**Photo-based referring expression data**

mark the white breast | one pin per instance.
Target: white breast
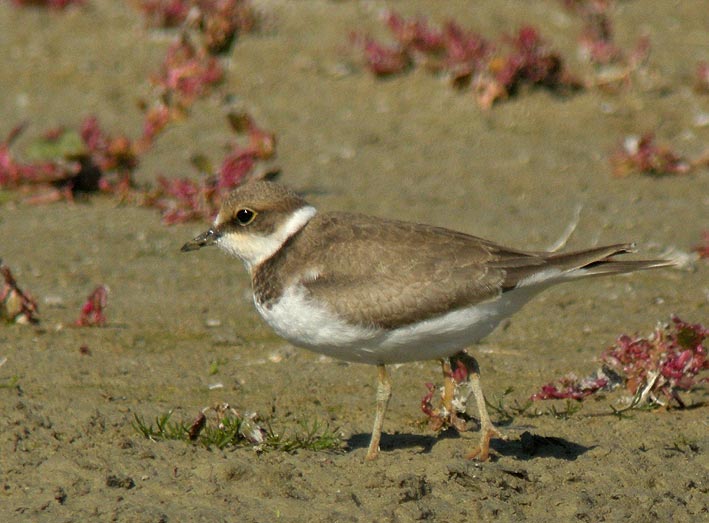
(306, 324)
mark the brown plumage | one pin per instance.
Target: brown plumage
(374, 290)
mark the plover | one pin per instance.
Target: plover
(376, 291)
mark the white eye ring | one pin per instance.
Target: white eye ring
(245, 216)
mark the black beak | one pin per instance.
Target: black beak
(203, 240)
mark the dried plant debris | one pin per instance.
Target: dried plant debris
(16, 305)
(653, 369)
(222, 427)
(702, 248)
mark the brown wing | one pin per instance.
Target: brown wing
(389, 273)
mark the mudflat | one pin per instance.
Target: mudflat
(408, 147)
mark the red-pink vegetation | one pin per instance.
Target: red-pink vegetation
(701, 83)
(218, 21)
(597, 42)
(101, 162)
(653, 369)
(92, 312)
(492, 70)
(52, 4)
(187, 73)
(185, 199)
(644, 156)
(16, 305)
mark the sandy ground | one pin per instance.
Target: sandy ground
(408, 147)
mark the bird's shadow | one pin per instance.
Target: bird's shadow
(525, 447)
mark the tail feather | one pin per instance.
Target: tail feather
(598, 261)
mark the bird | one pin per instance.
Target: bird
(378, 291)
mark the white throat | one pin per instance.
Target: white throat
(253, 249)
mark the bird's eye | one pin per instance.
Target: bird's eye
(245, 216)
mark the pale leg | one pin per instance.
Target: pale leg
(448, 386)
(383, 395)
(487, 429)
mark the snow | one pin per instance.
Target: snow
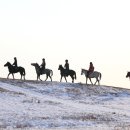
(66, 106)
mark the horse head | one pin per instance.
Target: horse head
(35, 64)
(7, 64)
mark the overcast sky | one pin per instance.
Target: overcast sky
(81, 31)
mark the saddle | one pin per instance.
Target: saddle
(89, 73)
(15, 68)
(42, 71)
(67, 73)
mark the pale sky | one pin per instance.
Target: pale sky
(81, 31)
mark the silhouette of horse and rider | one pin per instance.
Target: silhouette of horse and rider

**ASSIGNMENT**
All lines from the one containing "Target: bird's eye" through the end of the data are to be written out exactly, with nothing added; skip the pictures.

**WRITTEN ANSWER**
Target: bird's eye
(245, 216)
mark the pale leg | one pin per instance.
Target: pale leg
(448, 386)
(383, 395)
(487, 429)
mark the snow | one pin per instance.
Target: snow
(66, 106)
mark the horse head | one pin per instance.
Target: horse head
(35, 64)
(7, 64)
mark the overcast sky | one pin per instance.
Target: overcast sky
(81, 31)
mark the saddle | one pin per instance.
Target: saddle
(89, 73)
(15, 68)
(42, 71)
(67, 73)
mark the pale sky | one pin per instance.
Target: pale sky
(81, 31)
mark the silhouette of horse and rider | one pin per instance.
Target: silhouette of horse and rider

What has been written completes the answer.